WHAT THE TASK ASKS — Copy every record below, exactly as written.

======== DATA SHOWN ========

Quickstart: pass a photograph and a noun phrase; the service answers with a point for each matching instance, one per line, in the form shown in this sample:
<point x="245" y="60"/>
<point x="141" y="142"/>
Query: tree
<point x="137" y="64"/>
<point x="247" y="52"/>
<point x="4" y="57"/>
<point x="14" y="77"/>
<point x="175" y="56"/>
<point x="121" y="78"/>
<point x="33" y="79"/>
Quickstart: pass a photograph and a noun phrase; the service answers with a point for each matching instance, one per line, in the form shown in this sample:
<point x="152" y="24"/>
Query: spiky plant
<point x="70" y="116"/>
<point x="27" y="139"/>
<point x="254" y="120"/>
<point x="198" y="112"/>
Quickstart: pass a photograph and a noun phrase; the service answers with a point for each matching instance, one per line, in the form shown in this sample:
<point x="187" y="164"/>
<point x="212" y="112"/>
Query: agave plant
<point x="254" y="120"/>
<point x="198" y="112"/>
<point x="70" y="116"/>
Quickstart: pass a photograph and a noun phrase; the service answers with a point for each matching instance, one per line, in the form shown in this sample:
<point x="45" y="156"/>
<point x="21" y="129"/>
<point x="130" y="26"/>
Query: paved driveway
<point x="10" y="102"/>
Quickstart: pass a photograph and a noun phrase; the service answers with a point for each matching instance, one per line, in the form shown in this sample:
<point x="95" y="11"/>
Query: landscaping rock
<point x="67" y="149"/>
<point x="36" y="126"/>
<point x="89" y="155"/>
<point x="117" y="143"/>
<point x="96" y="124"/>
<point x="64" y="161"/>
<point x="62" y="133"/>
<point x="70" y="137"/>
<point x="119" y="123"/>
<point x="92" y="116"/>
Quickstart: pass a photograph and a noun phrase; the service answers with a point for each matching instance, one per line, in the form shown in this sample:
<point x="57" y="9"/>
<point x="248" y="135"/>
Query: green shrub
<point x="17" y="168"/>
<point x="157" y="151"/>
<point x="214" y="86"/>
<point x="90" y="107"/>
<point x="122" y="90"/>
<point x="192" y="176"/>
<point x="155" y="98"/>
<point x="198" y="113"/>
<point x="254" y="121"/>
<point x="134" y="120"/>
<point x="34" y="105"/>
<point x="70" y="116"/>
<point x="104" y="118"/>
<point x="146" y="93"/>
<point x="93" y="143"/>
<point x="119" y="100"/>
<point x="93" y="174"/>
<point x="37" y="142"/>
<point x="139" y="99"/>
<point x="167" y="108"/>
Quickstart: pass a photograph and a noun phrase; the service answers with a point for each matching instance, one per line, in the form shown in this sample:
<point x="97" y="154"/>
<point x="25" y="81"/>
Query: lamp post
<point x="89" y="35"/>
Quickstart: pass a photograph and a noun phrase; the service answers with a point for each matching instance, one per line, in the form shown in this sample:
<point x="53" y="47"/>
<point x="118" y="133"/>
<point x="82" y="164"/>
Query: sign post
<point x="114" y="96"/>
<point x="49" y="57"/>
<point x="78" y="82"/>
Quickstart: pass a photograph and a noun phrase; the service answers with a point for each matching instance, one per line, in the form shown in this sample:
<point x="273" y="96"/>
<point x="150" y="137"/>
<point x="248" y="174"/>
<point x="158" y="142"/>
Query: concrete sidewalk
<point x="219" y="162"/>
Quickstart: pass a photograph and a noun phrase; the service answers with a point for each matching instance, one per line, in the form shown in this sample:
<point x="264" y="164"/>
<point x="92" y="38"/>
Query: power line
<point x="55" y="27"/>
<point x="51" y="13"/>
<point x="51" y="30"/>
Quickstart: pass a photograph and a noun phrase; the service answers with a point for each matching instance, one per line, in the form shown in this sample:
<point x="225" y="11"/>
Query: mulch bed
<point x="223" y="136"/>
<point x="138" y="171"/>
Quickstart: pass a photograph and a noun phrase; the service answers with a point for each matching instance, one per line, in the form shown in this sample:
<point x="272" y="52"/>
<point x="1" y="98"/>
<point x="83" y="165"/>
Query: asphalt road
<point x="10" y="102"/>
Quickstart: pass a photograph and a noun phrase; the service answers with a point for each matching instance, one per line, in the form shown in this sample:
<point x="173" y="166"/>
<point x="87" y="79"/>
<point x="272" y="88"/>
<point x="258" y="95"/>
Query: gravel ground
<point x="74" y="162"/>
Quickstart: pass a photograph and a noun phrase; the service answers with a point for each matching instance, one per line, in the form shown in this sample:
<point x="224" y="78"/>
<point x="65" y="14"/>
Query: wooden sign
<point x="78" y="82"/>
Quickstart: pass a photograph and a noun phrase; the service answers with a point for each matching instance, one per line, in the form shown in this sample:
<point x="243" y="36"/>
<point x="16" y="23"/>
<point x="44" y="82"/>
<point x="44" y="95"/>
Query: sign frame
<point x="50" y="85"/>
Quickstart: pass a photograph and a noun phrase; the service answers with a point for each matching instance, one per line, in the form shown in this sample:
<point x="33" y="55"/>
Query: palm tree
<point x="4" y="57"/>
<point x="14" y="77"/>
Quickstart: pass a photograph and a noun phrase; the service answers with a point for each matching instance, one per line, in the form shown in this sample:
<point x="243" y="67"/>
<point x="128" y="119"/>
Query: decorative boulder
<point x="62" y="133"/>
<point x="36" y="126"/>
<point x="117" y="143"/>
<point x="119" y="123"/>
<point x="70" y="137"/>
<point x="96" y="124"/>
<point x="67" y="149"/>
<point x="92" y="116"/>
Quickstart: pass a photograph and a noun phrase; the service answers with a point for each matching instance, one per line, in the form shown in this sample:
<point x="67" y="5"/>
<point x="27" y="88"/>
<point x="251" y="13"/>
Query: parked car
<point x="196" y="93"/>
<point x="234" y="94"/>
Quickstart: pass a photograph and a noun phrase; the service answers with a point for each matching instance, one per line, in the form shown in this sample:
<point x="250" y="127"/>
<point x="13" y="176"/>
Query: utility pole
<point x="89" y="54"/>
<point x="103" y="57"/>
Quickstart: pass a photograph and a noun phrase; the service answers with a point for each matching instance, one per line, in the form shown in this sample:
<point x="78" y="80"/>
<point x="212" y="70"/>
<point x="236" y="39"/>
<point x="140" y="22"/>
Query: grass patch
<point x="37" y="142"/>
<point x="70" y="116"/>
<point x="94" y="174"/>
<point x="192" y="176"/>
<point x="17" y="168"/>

========

FULL RESPONSE —
Quickstart: pass a photograph and a noun phrase; the service answers with a point for each matching instance, one per line, in the form shown in this sample:
<point x="245" y="60"/>
<point x="141" y="142"/>
Query: tree
<point x="137" y="64"/>
<point x="247" y="52"/>
<point x="4" y="57"/>
<point x="14" y="77"/>
<point x="175" y="56"/>
<point x="121" y="78"/>
<point x="33" y="79"/>
Quickstart: pass a photograph and a noun phrase; the service answers with a point for each matching instance, one per line, in the form shown in this sample:
<point x="152" y="24"/>
Query: spiky plant
<point x="70" y="116"/>
<point x="27" y="139"/>
<point x="254" y="120"/>
<point x="198" y="112"/>
Quickstart: pass a photograph and a noun phrase; the service answers with a point for each matching instance, one per line, in the form shown in this sample:
<point x="187" y="164"/>
<point x="212" y="112"/>
Query: agave plant
<point x="254" y="120"/>
<point x="198" y="112"/>
<point x="70" y="116"/>
Quickstart: pass a photograph and a noun phrase; the service answers with a point for each matching instance, one per line, in the form shown in this sample:
<point x="45" y="156"/>
<point x="21" y="129"/>
<point x="130" y="26"/>
Query: paved driveway
<point x="10" y="102"/>
Quickstart: pass a photograph and a noun phrase; the service answers with a point for each matching instance, one per line, in the form shown in this sample:
<point x="95" y="11"/>
Query: landscaping rock
<point x="67" y="149"/>
<point x="36" y="126"/>
<point x="89" y="155"/>
<point x="117" y="143"/>
<point x="96" y="124"/>
<point x="64" y="161"/>
<point x="62" y="133"/>
<point x="70" y="137"/>
<point x="119" y="123"/>
<point x="92" y="116"/>
Quickstart: pass a photograph and a noun phrase; the service answers with a point for each matching instance, one per line, in the form shown in this sample:
<point x="57" y="9"/>
<point x="248" y="135"/>
Query: green shrub
<point x="17" y="168"/>
<point x="157" y="151"/>
<point x="214" y="86"/>
<point x="90" y="107"/>
<point x="122" y="90"/>
<point x="192" y="176"/>
<point x="155" y="98"/>
<point x="198" y="113"/>
<point x="254" y="121"/>
<point x="134" y="120"/>
<point x="34" y="105"/>
<point x="70" y="116"/>
<point x="104" y="118"/>
<point x="146" y="93"/>
<point x="93" y="143"/>
<point x="119" y="100"/>
<point x="93" y="174"/>
<point x="37" y="142"/>
<point x="139" y="99"/>
<point x="167" y="108"/>
Quickstart: pass a photograph and a noun phrase; the service answers with a point for each matching instance, one per line, in the form shown in this sample:
<point x="97" y="154"/>
<point x="25" y="81"/>
Query: lamp post
<point x="89" y="35"/>
Quickstart: pass a photograph and a noun phrase; the service answers with a point for each matching instance, one per line, in the form shown in this sample:
<point x="53" y="47"/>
<point x="118" y="133"/>
<point x="82" y="164"/>
Query: sign post
<point x="114" y="96"/>
<point x="49" y="57"/>
<point x="78" y="82"/>
Quickstart: pass a photograph and a noun phrase; the service answers with a point for each matching instance, one per line, in the form shown in this sample:
<point x="273" y="96"/>
<point x="150" y="137"/>
<point x="248" y="174"/>
<point x="158" y="142"/>
Query: concrete sidewalk
<point x="219" y="162"/>
Quickstart: pass a photograph and a noun phrase; the service answers with a point for each matching instance, one per line, in the form shown in this sample:
<point x="264" y="164"/>
<point x="92" y="38"/>
Query: power line
<point x="55" y="27"/>
<point x="51" y="13"/>
<point x="51" y="30"/>
Quickstart: pass a photograph and a noun phrase; the service answers with a point for each matching instance, one per line, in the form shown in this sample:
<point x="225" y="11"/>
Query: mulch bed
<point x="223" y="136"/>
<point x="138" y="171"/>
Quickstart: pass a photograph and a noun phrase; the service answers with a point for each matching instance, one per line, in the form shown in this sample:
<point x="272" y="52"/>
<point x="1" y="98"/>
<point x="83" y="165"/>
Query: asphalt road
<point x="10" y="102"/>
Quickstart: pass a photograph and a noun phrase; the service answers with a point for each matching instance, one per line, in the form shown in this sample:
<point x="173" y="166"/>
<point x="87" y="79"/>
<point x="272" y="88"/>
<point x="258" y="95"/>
Query: gravel ground
<point x="74" y="162"/>
Quickstart: pass a photograph and a noun phrase; the service answers with a point for each matching instance, one per line, in the form shown in this sample:
<point x="224" y="78"/>
<point x="65" y="14"/>
Query: wooden sign
<point x="78" y="82"/>
Quickstart: pass a photograph and a noun phrase; the service answers with a point for each matching instance, one per line, in the form shown in this sample:
<point x="243" y="36"/>
<point x="16" y="23"/>
<point x="44" y="82"/>
<point x="44" y="95"/>
Query: sign frame
<point x="50" y="85"/>
Quickstart: pass a photograph and a noun phrase; the service answers with a point for each matching instance, one per line, in the form shown in this sample:
<point x="33" y="55"/>
Query: palm tree
<point x="4" y="57"/>
<point x="14" y="77"/>
Quickstart: pass a photograph and a noun phrase; the service answers with a point for each matching instance, one per line, in the form shown in this sample:
<point x="243" y="67"/>
<point x="128" y="119"/>
Query: decorative boulder
<point x="62" y="133"/>
<point x="36" y="126"/>
<point x="117" y="143"/>
<point x="119" y="123"/>
<point x="70" y="137"/>
<point x="96" y="124"/>
<point x="67" y="149"/>
<point x="92" y="116"/>
Quickstart: pass a photograph and a noun phrase; the service answers with a point for each matching instance, one per line, in the form shown in this sample:
<point x="67" y="5"/>
<point x="27" y="88"/>
<point x="251" y="13"/>
Query: parked car
<point x="196" y="93"/>
<point x="234" y="94"/>
Quickstart: pass a photograph and a noun phrase; the service answers with a point for each matching instance, one per line, in the form shown in this sample:
<point x="250" y="127"/>
<point x="13" y="176"/>
Query: utility pole
<point x="89" y="54"/>
<point x="103" y="57"/>
Quickstart: pass a photograph and a noun phrase; the service answers with a point for each matching instance, one per line, in the form shown in this sample:
<point x="78" y="80"/>
<point x="212" y="70"/>
<point x="236" y="39"/>
<point x="140" y="22"/>
Query: grass patch
<point x="37" y="142"/>
<point x="70" y="116"/>
<point x="94" y="174"/>
<point x="192" y="176"/>
<point x="17" y="168"/>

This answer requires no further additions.